Bernard Gallacher, OBE (born 9 February 1949) is a Scottish professional golfer.

Early life and amateur career
Gallacher was born in Bathgate, Scotland. He took up golf at the age of eleven. In 1965 he won the Lothians Golf Association Boys Championship. He won the 1967 Scottish Amateur Open Stroke Play Championship and turned professional the same year.

Professional career
He won the Sir Henry Cotton Rookie of the Year award in 1968. His first professional wins came in 1969; a pair of them in Zambia and another pair in Europe in the equivalent of European Tour events. (The European Tour wasn't established until 1972.) He finished 1969 as Order of merit winner earning the Harry Vardon Trophy.

He accumulated ten wins on the European Tour between 1974 and 1984 and finished in the top ten on the European Tour Order of Merit five times between 1972 and 1982, with a best placing of third in 1974.

In 1969, at the age of 20, Gallacher became the youngest man to represent Great Britain in the Ryder Cup up to that time. This record was subsequently beaten by Nick Faldo and others. He went on to play in the Ryder Cup eight times and was non-playing captain of the European Team in 1991, 1993 and 1995. All three of those matches were very close; Europe lost the first two but won the third.

After turning 50, Gallacher played on the European Seniors Tour.  His first senior win came at The Mobile Cup in 2002.

Private life
Gallacher was the professional at the Wentworth Club near London for 25 years until the end of 1996. His daughter Kirsty was a presenter on Sky Sports News for 20 years.

Gallacher also wrote a column for Scottish golf magazine bunkered from 1998 until 2008. In August 2014, Gallacher was one of 200 public figures who were signatories to a letter to The Guardian opposing Scottish independence in the run-up to September's referendum on that issue.

Amateur wins
1967 Scottish Amateur Open Stroke Play Championship

Professional wins (23)

European Tour wins (10)

European Tour playoff record (2–2)

Other wins (12)

- **Set problem**
Pick up the Bernard Gallacher biography after its last line and continue writing it.

Records
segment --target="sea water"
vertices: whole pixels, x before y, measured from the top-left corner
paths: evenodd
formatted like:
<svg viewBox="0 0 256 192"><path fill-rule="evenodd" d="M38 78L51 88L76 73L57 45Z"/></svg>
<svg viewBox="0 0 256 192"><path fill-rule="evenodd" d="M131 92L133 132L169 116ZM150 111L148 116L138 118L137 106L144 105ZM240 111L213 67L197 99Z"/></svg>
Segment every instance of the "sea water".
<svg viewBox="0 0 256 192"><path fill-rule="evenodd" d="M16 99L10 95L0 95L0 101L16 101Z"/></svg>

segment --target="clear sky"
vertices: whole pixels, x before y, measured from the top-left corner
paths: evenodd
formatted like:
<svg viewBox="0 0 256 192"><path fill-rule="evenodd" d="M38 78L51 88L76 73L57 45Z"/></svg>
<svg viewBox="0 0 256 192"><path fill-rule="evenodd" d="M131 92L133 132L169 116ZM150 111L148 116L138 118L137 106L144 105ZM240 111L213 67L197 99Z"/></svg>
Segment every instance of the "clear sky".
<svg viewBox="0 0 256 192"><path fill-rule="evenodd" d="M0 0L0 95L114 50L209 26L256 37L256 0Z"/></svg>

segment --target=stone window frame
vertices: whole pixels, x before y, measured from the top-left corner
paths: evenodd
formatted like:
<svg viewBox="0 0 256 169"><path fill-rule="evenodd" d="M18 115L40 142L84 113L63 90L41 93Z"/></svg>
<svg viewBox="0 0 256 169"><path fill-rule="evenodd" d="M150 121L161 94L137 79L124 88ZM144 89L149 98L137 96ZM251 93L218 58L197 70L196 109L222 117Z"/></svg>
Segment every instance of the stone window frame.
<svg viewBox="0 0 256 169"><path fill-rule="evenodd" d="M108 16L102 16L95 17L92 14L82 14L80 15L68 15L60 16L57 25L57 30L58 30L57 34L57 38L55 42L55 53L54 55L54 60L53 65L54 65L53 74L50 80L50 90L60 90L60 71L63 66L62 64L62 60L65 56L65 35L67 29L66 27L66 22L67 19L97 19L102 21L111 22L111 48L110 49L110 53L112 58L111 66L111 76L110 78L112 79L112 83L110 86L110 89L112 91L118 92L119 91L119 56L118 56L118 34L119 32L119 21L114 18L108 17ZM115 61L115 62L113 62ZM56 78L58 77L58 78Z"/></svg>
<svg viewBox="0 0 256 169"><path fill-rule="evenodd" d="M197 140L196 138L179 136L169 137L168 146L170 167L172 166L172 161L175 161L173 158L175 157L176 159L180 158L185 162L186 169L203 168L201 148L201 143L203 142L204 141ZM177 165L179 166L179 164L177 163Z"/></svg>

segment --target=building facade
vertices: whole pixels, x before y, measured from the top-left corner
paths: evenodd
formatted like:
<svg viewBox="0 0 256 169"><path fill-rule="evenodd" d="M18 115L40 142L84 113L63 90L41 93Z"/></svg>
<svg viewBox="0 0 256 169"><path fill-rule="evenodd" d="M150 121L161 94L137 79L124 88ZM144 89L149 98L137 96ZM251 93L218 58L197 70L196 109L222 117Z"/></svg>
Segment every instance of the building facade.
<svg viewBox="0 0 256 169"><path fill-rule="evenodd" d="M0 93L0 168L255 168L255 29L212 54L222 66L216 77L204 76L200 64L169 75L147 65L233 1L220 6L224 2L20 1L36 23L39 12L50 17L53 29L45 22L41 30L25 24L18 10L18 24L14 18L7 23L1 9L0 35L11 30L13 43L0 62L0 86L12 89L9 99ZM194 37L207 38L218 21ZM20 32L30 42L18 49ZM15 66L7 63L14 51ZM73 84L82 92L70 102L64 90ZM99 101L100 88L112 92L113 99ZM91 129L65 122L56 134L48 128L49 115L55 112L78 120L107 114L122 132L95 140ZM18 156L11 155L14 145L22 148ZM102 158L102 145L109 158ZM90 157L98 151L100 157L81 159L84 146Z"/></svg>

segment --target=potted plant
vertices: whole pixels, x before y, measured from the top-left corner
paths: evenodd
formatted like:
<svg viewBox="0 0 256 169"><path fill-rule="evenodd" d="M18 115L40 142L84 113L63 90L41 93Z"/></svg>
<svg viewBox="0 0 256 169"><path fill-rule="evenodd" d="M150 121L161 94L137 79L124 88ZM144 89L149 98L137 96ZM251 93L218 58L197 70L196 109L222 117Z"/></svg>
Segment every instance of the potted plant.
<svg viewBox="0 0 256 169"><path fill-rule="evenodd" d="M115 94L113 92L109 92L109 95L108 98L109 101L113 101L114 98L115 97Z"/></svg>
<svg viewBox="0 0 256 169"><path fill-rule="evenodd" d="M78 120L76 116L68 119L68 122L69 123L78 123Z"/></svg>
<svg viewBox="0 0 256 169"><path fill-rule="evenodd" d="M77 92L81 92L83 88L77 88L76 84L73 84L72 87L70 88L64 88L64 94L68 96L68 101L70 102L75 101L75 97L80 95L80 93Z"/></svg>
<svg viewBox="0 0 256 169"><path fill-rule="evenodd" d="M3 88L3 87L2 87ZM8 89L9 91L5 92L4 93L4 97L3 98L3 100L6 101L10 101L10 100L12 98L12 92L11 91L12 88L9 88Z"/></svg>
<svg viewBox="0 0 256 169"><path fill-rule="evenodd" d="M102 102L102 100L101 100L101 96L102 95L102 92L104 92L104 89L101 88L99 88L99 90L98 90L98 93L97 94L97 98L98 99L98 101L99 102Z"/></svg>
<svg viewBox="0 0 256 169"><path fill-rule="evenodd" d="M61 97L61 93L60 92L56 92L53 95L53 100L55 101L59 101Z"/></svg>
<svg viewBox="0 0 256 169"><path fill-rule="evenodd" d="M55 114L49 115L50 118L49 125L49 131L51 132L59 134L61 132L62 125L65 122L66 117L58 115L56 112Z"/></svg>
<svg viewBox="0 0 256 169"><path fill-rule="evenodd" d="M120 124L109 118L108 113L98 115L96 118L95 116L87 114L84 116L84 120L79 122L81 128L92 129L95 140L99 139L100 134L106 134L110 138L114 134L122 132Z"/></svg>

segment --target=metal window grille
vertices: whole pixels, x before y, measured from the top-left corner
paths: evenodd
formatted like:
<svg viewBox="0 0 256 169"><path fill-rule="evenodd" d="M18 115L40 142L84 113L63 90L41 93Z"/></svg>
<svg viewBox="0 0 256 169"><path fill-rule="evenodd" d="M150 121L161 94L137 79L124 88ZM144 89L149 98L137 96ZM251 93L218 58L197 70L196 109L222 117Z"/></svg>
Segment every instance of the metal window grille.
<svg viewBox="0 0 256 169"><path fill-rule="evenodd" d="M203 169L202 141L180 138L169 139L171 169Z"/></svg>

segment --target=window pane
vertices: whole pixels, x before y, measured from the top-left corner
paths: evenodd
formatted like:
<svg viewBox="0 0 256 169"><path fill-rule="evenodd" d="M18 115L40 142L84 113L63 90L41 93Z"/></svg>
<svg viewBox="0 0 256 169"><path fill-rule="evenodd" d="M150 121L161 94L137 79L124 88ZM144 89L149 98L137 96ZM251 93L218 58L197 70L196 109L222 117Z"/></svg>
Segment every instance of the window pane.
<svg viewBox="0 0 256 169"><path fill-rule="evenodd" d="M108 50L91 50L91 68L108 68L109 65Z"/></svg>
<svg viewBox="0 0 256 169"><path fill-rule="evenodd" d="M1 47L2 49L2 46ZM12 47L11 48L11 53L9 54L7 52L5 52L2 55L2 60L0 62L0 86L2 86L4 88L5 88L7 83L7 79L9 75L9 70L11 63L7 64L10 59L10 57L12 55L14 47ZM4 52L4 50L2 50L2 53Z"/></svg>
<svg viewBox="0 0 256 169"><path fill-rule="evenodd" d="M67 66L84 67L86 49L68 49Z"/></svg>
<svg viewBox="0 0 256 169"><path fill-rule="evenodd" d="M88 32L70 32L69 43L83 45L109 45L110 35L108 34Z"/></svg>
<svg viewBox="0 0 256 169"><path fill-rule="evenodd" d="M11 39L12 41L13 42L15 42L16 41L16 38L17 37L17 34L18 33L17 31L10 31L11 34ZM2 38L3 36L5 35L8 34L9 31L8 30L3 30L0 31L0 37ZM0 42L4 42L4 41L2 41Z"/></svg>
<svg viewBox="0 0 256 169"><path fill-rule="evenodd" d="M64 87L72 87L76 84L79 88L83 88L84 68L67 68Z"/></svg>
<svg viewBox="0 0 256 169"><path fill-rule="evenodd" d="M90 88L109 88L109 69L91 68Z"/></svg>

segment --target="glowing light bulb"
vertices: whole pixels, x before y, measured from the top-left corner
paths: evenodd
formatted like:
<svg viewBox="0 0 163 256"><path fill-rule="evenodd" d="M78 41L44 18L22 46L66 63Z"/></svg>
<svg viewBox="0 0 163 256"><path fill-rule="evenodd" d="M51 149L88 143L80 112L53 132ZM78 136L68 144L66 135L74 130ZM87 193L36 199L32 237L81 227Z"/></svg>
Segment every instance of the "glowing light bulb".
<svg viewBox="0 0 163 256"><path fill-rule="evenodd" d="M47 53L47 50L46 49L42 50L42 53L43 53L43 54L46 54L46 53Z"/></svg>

- **Solved problem**
1969 (4) Eagle Open, Cock o' the North, Schweppes PGA Championship, W.D. & H.O. Wills Tournament
1970 (1) Mufulira Open
1971 (1) Martini International
1973 (2) Coca-Cola Young Professionals' Championship, Scottish Professional Championship
1974 (1) Scottish Professional Championship
1977 (1) Scottish Professional Championship
1981 (1) Sanyo Open
1983 (1) Scottish Professional Championship

European Senior Tour wins (1)

Results in major championships

CUT = missed the half-way cut (3rd round cut in 1969 Open Championship)
"T" = tied
Note: Gallacher never played in the U.S. Open or the PGA Championship.

Team appearances
Ryder Cup (representing Great Britain and Ireland/Europe): 1969, 1971, 1973, 1975, 1977, 1979, 1981, 1983, 1991 (non-playing captain), 1993 (non-playing captain), 1995  (winners, non-playing captain)
World Cup (representing Scotland): 1969, 1971, 1974, 1982, 1983
Double Diamond International: 1971, 1972, 1973 (winners), 1974, 1975, 1976, 1977
Marlboro Nations' Cup/Philip Morris International (representing Scotland): 1973 (winners), 1976
Sotogrande Match/Hennessy Cognac Cup (representing Great Britain and Ireland): 1974 (winners), 1978 (winners), 1982 (winners), (representing Scotland) 1984 (captain)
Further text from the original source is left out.